Berita  

Menemui Komunitas Queer yang Terpaksa Menikah dengan Lawan Jenis

menemui-komunitas-queer-yang-terpaksa-menikah-dengan-lawan-jenis

Bersandar santai di sofa berwarna ungu plum, Sarah dan Bilal mulai membuka album yang telah berdebu. Pasangan suami istri ini tertawa geli saat mereka tiba di halaman yang terselip foto Bilal berpose menunggang kuda ke pesta pernikahannya. Dalam balutan busana pengantin serba putih, wajah lelaki itu tertutup tudung bunga.

“Dia bak pangeran tampan malam itu,” kenang Sarah saat berbicara pada VICE World News.


Di depan keluarga besar, keduanya sekilas tampak seperti pasangan sempurna. Sarah dan Bilal terlihat mesra. Mereka juga hidup mapan sebagai dokter di kawasan elit Pakistan.

Hanya saja, tidak banyak orang tahu apa sebenarnya yang terjadi di antara mereka. Pernikahan mereka tidak dilandaskan rasa cinta, melainkan suatu keharusan membahagiakan orang tua. Sarah sesungguhnya menyukai perempuan, sedangkan Bilal lebih tertarik pada laki-laki. Akan tetapi, walaupun hubungan mereka sebatas “perkawinan lavender”, keduanya berkomitmen menjadi suami istri hingga akhir hayat.

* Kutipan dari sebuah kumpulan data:
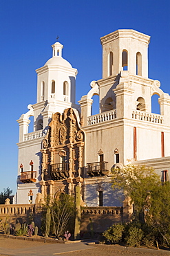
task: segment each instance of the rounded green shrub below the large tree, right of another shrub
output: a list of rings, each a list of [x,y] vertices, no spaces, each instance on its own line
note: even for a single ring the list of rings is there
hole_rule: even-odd
[[[143,231],[141,228],[138,228],[134,225],[127,226],[127,230],[125,232],[125,243],[127,246],[140,246],[142,244]]]

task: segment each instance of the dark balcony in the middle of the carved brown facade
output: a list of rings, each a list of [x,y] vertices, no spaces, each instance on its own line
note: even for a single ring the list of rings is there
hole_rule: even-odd
[[[54,180],[69,178],[69,164],[68,163],[55,163],[51,165],[51,176]]]

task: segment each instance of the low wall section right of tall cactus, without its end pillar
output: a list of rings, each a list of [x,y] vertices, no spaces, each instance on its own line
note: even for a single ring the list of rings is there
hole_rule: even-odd
[[[81,209],[81,232],[103,232],[123,222],[123,207],[85,207]]]

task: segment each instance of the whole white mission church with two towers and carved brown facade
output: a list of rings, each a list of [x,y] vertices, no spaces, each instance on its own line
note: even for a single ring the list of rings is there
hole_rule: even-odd
[[[75,102],[77,69],[52,45],[52,58],[36,69],[37,99],[19,123],[17,204],[39,203],[47,194],[76,196],[81,205],[121,206],[111,189],[111,167],[153,167],[166,181],[170,171],[170,96],[148,78],[148,35],[116,30],[101,37],[103,78]],[[160,114],[151,113],[159,95]],[[92,116],[93,95],[98,114]],[[30,116],[34,131],[28,133]]]

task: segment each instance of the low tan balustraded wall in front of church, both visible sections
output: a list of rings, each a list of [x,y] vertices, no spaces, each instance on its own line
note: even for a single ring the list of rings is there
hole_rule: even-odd
[[[128,222],[132,206],[129,206],[129,200],[123,202],[123,207],[83,207],[81,215],[78,217],[79,224],[77,231],[81,232],[104,232],[114,223]],[[8,218],[8,222],[15,224],[17,220],[20,223],[29,222],[29,217],[32,216],[35,225],[41,228],[41,208],[36,204],[16,204],[16,205],[0,205],[0,219],[4,222]]]

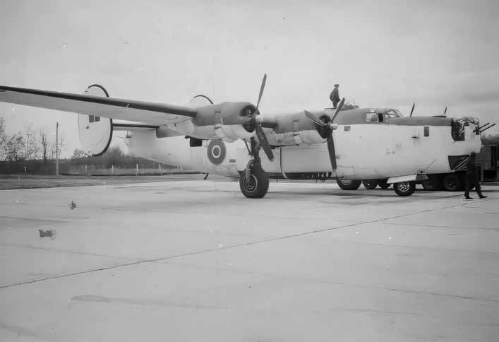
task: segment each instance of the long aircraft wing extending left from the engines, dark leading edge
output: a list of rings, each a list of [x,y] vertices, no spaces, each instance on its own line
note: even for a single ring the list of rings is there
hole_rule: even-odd
[[[0,102],[97,115],[155,126],[181,122],[189,117],[196,117],[197,114],[191,107],[178,105],[6,86],[0,86]]]

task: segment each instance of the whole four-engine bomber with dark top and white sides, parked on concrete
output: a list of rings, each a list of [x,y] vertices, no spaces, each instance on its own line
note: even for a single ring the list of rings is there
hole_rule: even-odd
[[[213,102],[197,95],[188,105],[109,98],[102,86],[71,94],[0,86],[0,101],[78,113],[80,142],[104,153],[114,130],[128,131],[129,151],[160,163],[239,177],[242,193],[265,196],[269,174],[334,175],[342,189],[361,179],[394,184],[400,196],[416,180],[452,172],[479,153],[479,122],[471,117],[403,117],[392,108],[354,108],[260,115],[258,102]],[[115,122],[113,122],[115,120]],[[133,124],[118,124],[126,120]],[[260,153],[263,151],[263,153]]]

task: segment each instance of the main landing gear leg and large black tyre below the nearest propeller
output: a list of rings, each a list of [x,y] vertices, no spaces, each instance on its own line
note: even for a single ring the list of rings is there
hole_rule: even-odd
[[[262,169],[258,151],[260,151],[260,145],[256,143],[254,138],[251,138],[250,155],[253,156],[253,159],[248,162],[246,169],[241,172],[239,177],[241,192],[248,199],[261,199],[268,191],[269,179]]]

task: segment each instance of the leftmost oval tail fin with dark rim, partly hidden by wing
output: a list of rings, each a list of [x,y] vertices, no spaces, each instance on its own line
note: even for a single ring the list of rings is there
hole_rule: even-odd
[[[109,98],[104,87],[92,84],[85,90],[86,95]],[[83,150],[93,156],[102,155],[109,148],[113,137],[113,121],[107,117],[78,114],[78,134]]]

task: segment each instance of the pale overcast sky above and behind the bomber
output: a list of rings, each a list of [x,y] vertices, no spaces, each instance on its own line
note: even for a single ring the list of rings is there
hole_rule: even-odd
[[[182,105],[258,97],[261,112],[361,107],[499,117],[499,1],[0,1],[0,84]],[[0,103],[13,133],[76,114]]]

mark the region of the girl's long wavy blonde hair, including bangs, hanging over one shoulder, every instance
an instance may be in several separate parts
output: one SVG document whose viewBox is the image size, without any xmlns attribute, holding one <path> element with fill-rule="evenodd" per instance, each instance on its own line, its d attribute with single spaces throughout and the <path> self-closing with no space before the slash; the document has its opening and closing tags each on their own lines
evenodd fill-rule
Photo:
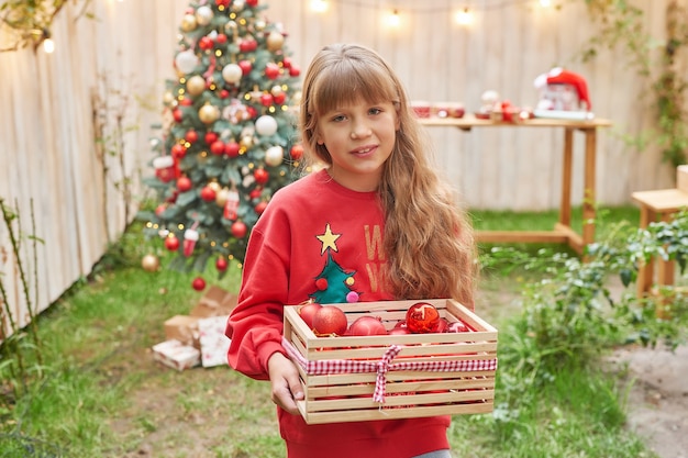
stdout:
<svg viewBox="0 0 688 458">
<path fill-rule="evenodd" d="M 474 306 L 473 230 L 451 187 L 431 161 L 431 142 L 412 114 L 391 67 L 359 45 L 331 45 L 311 62 L 303 79 L 299 122 L 307 160 L 332 165 L 317 142 L 318 119 L 358 99 L 391 101 L 400 129 L 378 188 L 385 211 L 387 281 L 397 299 L 454 298 Z"/>
</svg>

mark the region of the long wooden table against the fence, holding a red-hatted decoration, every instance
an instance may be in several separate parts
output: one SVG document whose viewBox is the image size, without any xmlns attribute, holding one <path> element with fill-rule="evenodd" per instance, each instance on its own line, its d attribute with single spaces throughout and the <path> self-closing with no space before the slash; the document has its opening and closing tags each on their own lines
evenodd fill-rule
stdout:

* DAFTAR TUGAS:
(a) Menurut teks tentang Sarah dan Bilal, apa profesi pasangan tersebut?
(b) Teruskan teks tentang Sarah dan Bilal, dimulai setelah kalimat terakhirnya.
Baris-baris data tersebut tidak berkaitan dengan teks tentang Sarah dan Bilal.

* HASIL PER TUGAS:
(a) Keduanya bekerja sebagai dokter.

(b)
Nama-nama dalam artikel ini telah diubah untuk melindungi identitas para pasangan demi keselamatan mereka.

Di Pakistan, homoseksualitas masih dikriminalisasi di bawah hukum peninggalan kolonial yang diskriminatif. Komunitas LGBTQ sangat rentan mengalami persekusi karena orientasi seksual mereka.

Meski hukuman bagi pasangan homoseksual jarang ditegakkan, tak sedikit orang queer di Pakistan yang lebih memilih merahasiakan jati diri mereka sebenarnya. Semua ini dilakukan agar mereka terbebas dari penghinaan, kekerasan dan perjodohan. Mereka juga takut tak lagi diakui sebagai keluarga.

Perkawinan lavender menjadi opsi terakhir bagi sebagian orang queer. Selain untuk melindungi identitas, mereka menikah dengan lawan jenis guna memenuhi tuntutan agar segera berumah tangga.

“Orang tua sangat penting bagi kami berdua, tapi kami pasti tidak akan diakui sebagai anak jika mereka tahu kebenarannya. Pernikahan ini ada untuk membahagiakan keluarga besar kami,” Sarah menuturkan.

Pernikahan semacam ini telah terjadi di negara-negara tetangga, seperti India dan Tiongkok, serta di kalangan diaspora Asia Selatan, selama lebih dari satu dekade. Namun, menurut pakar hubungan, praktiknya mulai mengalami peningkatan di kalangan elit dan kelas menengah ke atas Pakistan. Sayangnya, belum ada angka pasti terkait praktik itu, mengingat masih kurangnya penelitian tentang komunitas gay, lesbian dan biseksual di negara tersebut.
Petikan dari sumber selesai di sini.